Thursday, July 28, 2011
Poke Sallet is the South's equivalent of spinach. My husband wouldn't touch it with a ten foot pole, but I like the boiled tender leaves for 1 or 2 meals in the spring. After 17 years, he's still certain I'm going to poison myself with things I gather wild. Poke Sallet is sort of like my spring tonic. I have a few stalks that I allow to grow at the edge of my yard. It beats hunting it down in the woods when spring arrives. This one got caught in the sprinkler, and I thought it looked sort of cool.
I know a few wild plants that are edible, but my maternal grandmother know many. I only had her in my life for 5 years, but I think of her everyday.
Saturday, July 16, 2011
The hurrier I go, the behinder I get. I've got a new project that's taking most of my attention lately. It's not pottery. I'll tell you about it eventually, but in the meantime, I've been attempting a Picture a Day album on Facebook, and hey, I'm almost at 2 months, which is a record for me. So I thought I'd borrow some of those pics and get caught up here.
In May, we had our usual round of baby birds hatching everywhere. Jim fights the sparrows so the bluebirds, mockingbirds and thrushes will have a chance. We were happily watching these mockingbird babies, but one morning they had vanished. Darn cats!
I signed up for summer pottery classes, was ecstatic because I finally got to play on the throwing wheel, had connected with a former pottery teacher who was going to make me a heckuva deal on her kiln, wheel, etc., and then I got such awful tendonitis (tennis elbow) in my left arm, that I've gone back to handbuilding and don't think I want to buy the equipment. This phase has lasted longer than some.

→ Things to do:
a. Decide whether each statement agrees with the blog post, answering yes or no and quoting the words of the post that settle it. (i) The writer's husband likes to eat poke sallet. (ii) The writer had the maternal grandmother in their life for 5 years. (iii) The writer still intends to buy the former pottery teacher's equipment.
b. In the blog post, what does Jim fight so that the bluebirds, mockingbirds and thrushes have a chance?

→ Dataset extract:
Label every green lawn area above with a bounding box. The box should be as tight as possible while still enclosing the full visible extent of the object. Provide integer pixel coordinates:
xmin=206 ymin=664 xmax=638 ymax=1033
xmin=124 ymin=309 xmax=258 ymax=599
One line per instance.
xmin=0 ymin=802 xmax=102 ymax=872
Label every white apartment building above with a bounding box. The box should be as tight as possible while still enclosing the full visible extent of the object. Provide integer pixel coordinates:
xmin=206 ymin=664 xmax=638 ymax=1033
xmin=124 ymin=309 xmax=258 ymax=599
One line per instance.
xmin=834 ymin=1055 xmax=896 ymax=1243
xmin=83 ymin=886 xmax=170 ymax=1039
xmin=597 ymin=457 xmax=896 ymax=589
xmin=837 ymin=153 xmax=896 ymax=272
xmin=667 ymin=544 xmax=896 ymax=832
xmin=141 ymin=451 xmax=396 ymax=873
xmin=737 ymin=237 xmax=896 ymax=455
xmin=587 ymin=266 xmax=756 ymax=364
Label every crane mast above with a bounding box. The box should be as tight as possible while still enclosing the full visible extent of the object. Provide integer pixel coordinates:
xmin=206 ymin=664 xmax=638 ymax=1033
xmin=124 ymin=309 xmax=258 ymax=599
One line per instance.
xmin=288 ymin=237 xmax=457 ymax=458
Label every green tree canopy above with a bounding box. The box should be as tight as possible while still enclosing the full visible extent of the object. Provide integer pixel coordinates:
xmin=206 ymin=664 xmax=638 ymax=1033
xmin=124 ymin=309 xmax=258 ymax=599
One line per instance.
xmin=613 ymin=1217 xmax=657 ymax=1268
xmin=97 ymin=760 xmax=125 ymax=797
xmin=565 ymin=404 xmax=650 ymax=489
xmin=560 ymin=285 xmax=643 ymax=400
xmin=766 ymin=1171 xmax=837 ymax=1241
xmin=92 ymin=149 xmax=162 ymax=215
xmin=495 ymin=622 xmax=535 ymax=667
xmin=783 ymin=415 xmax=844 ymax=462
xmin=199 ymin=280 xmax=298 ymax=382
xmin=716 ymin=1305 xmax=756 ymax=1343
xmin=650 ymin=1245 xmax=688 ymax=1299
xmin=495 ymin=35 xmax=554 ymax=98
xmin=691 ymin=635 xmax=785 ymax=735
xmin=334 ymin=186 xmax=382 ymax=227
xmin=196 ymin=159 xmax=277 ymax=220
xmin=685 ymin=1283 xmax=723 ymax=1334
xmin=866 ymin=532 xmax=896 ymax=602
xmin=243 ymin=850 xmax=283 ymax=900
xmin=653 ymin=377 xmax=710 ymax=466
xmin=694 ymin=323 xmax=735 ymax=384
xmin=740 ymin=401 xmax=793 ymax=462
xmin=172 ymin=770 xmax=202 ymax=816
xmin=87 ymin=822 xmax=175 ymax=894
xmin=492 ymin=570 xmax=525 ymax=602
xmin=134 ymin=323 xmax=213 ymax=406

→ Answers to the problems:
a.
(i) No: "My husband wouldn't touch it with a ten foot pole"
(ii) Yes: "I only had her in my life for 5 years"
(iii) No: "don't think I want to buy the equipment"

b. The sparrows.